Starting with the line that contains "Find the roof eave" and ending with the line that contains "[(107, 85), (46, 91)]", both included, arrange that part of the records as a numbered list with blank lines left out.

■ **Material shown**

━━━━━━━━━━━━━━━━━━━━

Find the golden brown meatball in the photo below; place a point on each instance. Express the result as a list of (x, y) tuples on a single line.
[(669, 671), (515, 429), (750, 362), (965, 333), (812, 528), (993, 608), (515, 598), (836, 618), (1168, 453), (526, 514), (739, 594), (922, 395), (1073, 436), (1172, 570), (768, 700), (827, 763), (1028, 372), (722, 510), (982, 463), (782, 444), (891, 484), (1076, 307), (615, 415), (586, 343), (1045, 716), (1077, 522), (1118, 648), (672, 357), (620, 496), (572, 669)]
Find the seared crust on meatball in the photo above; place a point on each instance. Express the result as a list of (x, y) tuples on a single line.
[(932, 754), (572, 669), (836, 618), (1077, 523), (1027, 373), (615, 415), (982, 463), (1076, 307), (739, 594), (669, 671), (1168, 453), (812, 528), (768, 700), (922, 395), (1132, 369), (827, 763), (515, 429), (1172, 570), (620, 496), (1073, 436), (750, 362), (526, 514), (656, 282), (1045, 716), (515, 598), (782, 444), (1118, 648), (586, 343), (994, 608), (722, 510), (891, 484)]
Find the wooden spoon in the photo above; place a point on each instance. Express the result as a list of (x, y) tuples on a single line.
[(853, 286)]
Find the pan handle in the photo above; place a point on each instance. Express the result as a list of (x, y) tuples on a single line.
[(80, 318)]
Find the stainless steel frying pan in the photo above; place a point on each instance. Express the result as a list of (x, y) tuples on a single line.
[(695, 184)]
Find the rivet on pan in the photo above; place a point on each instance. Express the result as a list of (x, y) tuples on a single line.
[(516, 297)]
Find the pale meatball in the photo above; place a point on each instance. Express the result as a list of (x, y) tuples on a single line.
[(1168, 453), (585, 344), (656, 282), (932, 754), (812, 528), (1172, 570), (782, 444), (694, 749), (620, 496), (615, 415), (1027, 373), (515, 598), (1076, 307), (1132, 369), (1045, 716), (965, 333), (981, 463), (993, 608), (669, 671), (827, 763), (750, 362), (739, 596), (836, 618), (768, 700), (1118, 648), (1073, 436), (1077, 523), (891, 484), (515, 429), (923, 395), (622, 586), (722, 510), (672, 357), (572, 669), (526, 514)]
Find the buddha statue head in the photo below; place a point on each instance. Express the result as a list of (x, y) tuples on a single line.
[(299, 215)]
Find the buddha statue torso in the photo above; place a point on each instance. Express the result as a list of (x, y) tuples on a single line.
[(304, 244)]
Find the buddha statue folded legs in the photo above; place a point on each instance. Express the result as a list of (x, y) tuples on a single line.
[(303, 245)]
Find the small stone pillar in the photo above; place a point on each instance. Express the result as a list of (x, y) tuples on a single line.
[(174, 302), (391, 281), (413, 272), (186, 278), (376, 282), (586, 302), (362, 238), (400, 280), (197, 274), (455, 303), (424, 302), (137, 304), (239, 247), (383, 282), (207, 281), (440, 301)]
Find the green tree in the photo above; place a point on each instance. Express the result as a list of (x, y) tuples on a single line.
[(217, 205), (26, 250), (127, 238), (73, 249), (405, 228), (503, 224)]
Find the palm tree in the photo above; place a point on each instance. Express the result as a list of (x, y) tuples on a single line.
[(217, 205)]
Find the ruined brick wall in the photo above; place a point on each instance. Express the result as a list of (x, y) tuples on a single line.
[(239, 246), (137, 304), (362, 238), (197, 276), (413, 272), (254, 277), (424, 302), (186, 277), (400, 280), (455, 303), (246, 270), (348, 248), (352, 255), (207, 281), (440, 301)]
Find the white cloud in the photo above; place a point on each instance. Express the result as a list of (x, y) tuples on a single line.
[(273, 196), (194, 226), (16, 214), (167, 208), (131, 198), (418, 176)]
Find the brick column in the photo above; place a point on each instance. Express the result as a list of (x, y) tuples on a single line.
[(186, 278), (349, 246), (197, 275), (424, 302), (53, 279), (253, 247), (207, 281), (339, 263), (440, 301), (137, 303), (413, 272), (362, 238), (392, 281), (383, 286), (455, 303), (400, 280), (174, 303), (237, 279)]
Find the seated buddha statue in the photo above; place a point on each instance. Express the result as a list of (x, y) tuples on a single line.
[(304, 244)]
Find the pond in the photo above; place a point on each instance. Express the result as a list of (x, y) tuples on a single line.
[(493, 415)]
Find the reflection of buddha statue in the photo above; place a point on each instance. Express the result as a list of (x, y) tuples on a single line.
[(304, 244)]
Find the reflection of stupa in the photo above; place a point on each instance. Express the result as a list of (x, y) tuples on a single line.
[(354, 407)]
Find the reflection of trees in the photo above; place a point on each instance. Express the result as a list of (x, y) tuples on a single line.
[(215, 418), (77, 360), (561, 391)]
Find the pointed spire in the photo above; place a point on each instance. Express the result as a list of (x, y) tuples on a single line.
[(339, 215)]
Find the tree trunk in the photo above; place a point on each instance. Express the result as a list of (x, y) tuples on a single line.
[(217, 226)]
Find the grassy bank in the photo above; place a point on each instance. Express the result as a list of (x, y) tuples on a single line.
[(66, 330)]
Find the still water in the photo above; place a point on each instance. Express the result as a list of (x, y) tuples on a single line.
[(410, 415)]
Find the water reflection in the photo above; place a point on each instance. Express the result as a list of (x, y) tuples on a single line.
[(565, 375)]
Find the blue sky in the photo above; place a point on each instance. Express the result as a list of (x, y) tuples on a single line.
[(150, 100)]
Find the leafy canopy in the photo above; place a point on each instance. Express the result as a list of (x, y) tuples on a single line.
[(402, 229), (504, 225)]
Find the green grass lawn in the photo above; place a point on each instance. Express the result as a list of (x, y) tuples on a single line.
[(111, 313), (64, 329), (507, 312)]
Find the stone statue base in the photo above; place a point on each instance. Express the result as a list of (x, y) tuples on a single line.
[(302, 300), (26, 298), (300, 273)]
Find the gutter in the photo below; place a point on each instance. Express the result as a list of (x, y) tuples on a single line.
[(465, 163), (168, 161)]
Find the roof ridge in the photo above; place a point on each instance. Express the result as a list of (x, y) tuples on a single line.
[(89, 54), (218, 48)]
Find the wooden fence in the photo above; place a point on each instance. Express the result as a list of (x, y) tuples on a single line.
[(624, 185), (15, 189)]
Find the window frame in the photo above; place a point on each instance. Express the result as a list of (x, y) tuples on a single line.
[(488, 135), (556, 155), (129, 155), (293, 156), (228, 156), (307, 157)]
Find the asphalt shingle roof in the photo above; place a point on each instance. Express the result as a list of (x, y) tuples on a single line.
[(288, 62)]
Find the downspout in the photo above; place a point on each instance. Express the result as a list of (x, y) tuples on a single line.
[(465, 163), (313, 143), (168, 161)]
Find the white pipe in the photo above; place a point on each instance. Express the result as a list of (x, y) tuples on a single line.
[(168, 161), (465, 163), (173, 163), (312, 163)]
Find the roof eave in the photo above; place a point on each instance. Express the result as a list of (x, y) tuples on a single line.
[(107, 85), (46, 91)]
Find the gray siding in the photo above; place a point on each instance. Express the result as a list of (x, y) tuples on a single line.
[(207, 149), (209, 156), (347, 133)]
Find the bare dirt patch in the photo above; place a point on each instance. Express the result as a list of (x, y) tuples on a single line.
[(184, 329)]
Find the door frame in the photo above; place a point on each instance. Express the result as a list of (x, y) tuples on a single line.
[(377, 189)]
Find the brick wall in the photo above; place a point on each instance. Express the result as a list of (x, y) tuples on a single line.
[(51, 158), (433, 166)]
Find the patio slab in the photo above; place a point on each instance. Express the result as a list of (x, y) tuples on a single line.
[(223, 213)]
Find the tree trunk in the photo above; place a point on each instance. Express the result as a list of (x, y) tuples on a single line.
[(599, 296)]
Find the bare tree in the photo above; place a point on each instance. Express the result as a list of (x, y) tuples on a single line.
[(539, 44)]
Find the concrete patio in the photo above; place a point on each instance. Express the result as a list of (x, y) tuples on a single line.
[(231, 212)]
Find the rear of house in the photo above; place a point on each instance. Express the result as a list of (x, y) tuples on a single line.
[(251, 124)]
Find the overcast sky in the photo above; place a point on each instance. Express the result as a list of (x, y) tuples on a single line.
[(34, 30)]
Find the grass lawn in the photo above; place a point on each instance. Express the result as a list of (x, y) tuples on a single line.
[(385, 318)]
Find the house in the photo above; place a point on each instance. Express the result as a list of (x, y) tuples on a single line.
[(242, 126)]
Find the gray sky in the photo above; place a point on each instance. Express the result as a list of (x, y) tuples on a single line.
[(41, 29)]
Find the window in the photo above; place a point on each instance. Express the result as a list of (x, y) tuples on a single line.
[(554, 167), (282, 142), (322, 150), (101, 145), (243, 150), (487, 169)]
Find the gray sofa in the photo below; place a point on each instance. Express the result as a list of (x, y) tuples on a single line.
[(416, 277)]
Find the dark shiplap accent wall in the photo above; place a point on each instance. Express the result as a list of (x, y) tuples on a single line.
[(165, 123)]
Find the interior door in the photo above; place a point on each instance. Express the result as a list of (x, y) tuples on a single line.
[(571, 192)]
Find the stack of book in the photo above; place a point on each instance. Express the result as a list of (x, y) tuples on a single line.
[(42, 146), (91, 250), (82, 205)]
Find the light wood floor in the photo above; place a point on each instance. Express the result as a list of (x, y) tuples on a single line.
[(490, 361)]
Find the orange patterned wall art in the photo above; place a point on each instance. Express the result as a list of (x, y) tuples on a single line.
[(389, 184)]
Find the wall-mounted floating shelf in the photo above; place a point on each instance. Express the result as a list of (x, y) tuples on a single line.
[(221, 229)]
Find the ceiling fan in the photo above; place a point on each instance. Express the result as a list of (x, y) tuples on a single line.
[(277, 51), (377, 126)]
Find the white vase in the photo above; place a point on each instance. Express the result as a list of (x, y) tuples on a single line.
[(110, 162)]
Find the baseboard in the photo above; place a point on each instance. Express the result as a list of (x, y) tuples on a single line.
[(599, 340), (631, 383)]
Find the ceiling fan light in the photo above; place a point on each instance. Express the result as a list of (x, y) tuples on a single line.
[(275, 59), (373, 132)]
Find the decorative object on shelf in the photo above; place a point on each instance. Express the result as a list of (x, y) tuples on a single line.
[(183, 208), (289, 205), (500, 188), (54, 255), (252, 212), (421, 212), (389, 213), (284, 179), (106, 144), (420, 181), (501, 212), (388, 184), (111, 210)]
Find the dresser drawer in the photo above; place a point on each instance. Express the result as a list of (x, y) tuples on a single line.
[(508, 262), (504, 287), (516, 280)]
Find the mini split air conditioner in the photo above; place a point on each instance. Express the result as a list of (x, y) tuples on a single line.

━━━━━━━━━━━━━━━━━━━━

■ **Written response**
1. Find the roof eave in the photo above; place a point on each instance. Express the result as a list of (x, y) tuples on a single line.
2. [(107, 85), (46, 91)]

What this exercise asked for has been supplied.